**DATA EXCERPTS**
····················
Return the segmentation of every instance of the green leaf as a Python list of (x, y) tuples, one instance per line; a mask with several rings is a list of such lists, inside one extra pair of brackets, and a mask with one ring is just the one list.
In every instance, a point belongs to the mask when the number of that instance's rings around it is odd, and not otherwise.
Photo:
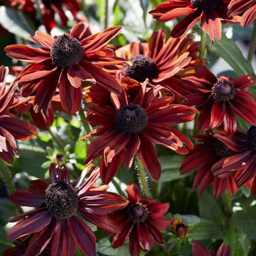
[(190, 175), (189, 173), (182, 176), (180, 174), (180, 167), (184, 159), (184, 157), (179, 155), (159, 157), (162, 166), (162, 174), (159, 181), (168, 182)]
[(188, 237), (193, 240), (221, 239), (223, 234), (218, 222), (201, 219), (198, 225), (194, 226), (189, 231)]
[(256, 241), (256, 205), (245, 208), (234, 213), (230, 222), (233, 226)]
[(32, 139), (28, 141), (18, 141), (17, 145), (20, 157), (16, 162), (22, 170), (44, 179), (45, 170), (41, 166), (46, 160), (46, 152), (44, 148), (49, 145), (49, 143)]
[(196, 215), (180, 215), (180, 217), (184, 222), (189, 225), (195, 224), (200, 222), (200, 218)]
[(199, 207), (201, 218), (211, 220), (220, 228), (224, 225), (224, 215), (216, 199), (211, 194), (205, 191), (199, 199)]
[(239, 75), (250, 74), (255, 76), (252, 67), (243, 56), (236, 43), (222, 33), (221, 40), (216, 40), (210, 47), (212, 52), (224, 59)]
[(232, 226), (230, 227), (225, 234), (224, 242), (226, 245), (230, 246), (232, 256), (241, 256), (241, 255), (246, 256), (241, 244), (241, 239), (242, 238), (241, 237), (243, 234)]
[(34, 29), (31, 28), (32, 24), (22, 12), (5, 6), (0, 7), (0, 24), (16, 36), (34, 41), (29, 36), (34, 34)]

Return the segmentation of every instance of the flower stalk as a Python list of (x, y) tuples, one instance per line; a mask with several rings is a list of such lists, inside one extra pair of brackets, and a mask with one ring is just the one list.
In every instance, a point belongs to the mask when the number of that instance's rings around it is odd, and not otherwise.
····················
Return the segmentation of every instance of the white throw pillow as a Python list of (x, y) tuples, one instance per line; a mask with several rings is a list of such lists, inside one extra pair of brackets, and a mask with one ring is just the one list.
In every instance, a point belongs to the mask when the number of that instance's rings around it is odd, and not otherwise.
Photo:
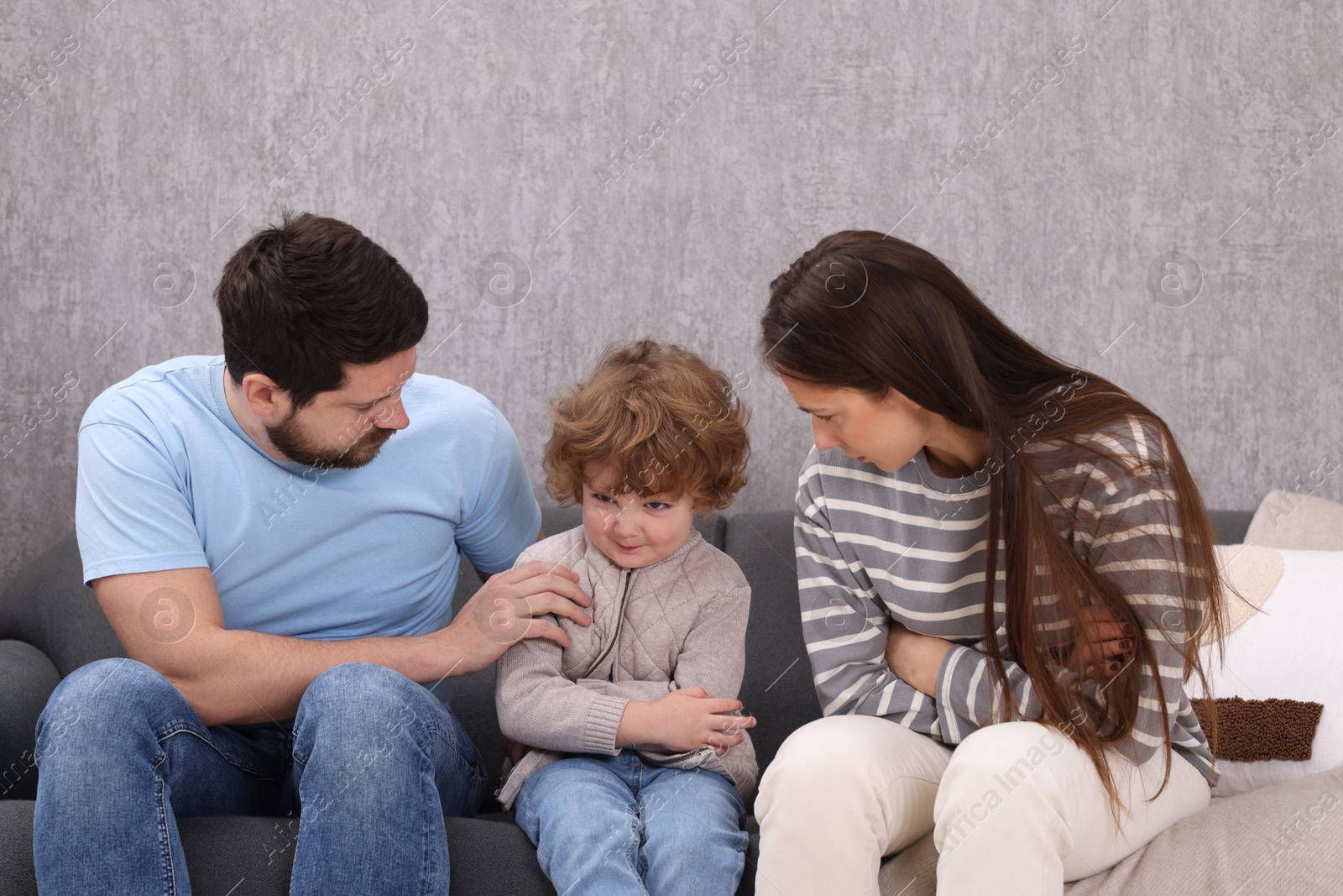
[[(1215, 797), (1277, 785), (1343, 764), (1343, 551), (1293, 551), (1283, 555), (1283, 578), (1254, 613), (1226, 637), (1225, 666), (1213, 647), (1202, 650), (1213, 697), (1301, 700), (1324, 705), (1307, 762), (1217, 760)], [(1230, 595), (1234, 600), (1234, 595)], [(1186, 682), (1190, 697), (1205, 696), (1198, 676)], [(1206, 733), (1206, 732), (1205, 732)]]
····················
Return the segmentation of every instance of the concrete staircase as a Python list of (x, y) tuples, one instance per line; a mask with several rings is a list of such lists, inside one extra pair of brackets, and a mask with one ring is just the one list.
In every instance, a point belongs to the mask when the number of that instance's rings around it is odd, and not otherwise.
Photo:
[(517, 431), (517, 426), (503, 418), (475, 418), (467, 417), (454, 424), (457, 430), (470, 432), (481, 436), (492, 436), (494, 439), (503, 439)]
····················
**TASK BRIEF**
Express the data from the line containing "Return the segmentation of every instance of the green" through the line containing "222), (233, 226)]" as a JSON list of strings, one per line, skipping blank lines and leaving out the pictures.

**RESULT FOR THIS TASK**
[
  "Return the segmentation of every instance of the green leaf as a Python list of (x, y) tuples, one instance per line; a mask with several rings is a list of such lists, inside one extra pair of brackets, and a mask with one ring is just the one list.",
  "In every instance, a point belongs to the mask when the number of that instance's rings around it is odd, and not otherwise.",
  "Photo:",
  "[(190, 175), (189, 173), (182, 176), (180, 174), (180, 167), (184, 159), (184, 157), (179, 155), (159, 157), (162, 166), (162, 174), (159, 181), (168, 182)]",
  "[(188, 237), (193, 240), (221, 239), (223, 234), (218, 222), (201, 219), (198, 225), (194, 226), (189, 231)]",
  "[(256, 241), (256, 205), (245, 208), (234, 213), (230, 222), (233, 226)]"
]